If there was one cultural tendency about the 1990s that was excessively tiresome, it was the constant need to compare the 1990s to the 1960s. Perhaps it's a function of my age, having gone to college in the late-90s, when my parents and those of most of my friends were our age in the back half of the 60s.
But it was a frequent topic of discussion back then, the idea that the late-60s was when it really mattered, compared to the insubstantial goings-on of Gen X, 30 years later. The Boomers originated this idea, but a lot of my generation internalized it. The nadir of that was Woodstock '99, the music festival that took place in upstate New York in the summer of 1999. Following a relatively successful 25th anniversary festival in 1994, featuring a combination of original Woodstock performers and more contemporary acts, the organizers planned to do it again in 1999 for the 30th.
The result was a lineup built around rock acts popular at the time—Limp Bizkit, Rage Against the Machine, The Offspring, and Kid Rock—which mostly attracted a young male audience that was into that sort of thing, something far away from the ethos of the original Woodstock. The result was bad: Fights, numerous sexual assaults, a series of fires, and the death of one young man. It represented one of rock's greatest debacles—much more Altamont than Woodstock, and also a forerunner of the Fyre Festival, except that it actually took place.
That festival is the subject of Woodstock '99: Peace, Love and Rage. It's a new documentary, debuting on HBO this week, which looks back at the Woodstock debacle with a couple of decades worth of hindsight. The talking heads interviewed disagree on whether Woodstock '99 represented a betrayal of the legacy of the original Woodstock, or if Woodstock '69 itself was merely creation of Boomer myth, as that event that contained plenty of chaos itself. The year's best music documentary, Questlove's Summer of Soul, also represents a challenge to the foundational myths of Woodstock.
The Woodstock ’99 documentary was directed by Garret Price, whose most recent film as director was Love, Antosha, the fine 2019 documentary about the late actor Anton Yelchin. Price is an editor by trade, and he does a great job weaving together footage from the festival itself and contemporary interviews. The late-90s in America were a strange time. It was generally a happy time, of relative peace and economic prosperity, with the most contentious cultural conflagration centering on whether or not Bill Clinton deserved to get impeached for lying about a blowjob.

◆ **What the exercise asks**
Answer these questions from the review of the Woodstock '99 documentary:
(a) In what year was the 25th anniversary festival held?
(b) On which network is the documentary debuting?
(c) Who directed the documentary?
The material that comes next has nothing to do with the review.

◆ **Records provided**
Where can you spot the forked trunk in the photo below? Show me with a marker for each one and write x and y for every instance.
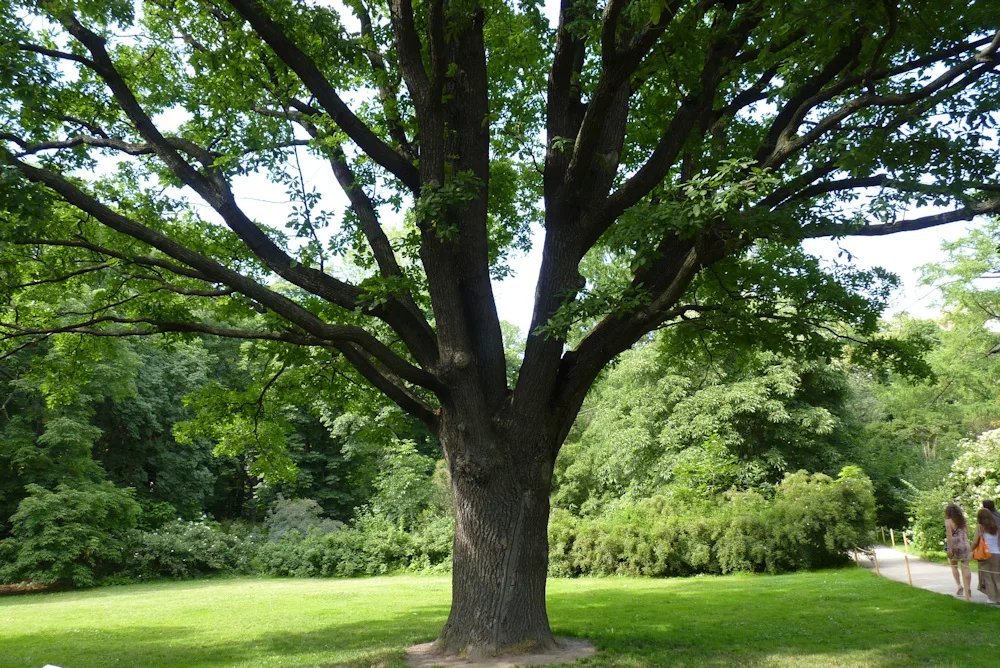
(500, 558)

* * *

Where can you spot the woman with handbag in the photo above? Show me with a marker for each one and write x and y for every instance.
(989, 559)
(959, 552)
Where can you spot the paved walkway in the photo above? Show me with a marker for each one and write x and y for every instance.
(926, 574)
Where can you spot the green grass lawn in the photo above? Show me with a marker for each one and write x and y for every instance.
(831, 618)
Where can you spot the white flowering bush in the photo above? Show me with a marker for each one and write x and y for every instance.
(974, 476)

---

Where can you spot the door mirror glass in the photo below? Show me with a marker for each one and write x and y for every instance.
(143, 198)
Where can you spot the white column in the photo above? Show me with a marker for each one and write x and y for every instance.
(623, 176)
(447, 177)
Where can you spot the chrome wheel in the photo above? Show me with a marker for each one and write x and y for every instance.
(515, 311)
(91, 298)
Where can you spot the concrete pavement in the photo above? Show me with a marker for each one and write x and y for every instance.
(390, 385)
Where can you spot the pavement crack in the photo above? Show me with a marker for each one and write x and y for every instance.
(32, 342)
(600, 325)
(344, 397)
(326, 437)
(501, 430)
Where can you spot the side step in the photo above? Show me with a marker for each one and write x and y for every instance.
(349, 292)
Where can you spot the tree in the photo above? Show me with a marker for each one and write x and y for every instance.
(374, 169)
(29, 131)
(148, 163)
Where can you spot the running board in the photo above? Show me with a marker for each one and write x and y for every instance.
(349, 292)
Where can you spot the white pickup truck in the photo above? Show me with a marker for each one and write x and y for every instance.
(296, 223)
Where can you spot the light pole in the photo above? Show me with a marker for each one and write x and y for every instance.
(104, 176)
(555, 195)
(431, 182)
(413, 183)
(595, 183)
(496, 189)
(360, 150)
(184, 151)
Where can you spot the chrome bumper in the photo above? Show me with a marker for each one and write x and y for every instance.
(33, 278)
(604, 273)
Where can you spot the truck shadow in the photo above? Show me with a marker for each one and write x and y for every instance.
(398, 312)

◆ **Written solution**
(a) 1994
(b) HBO
(c) Garret Price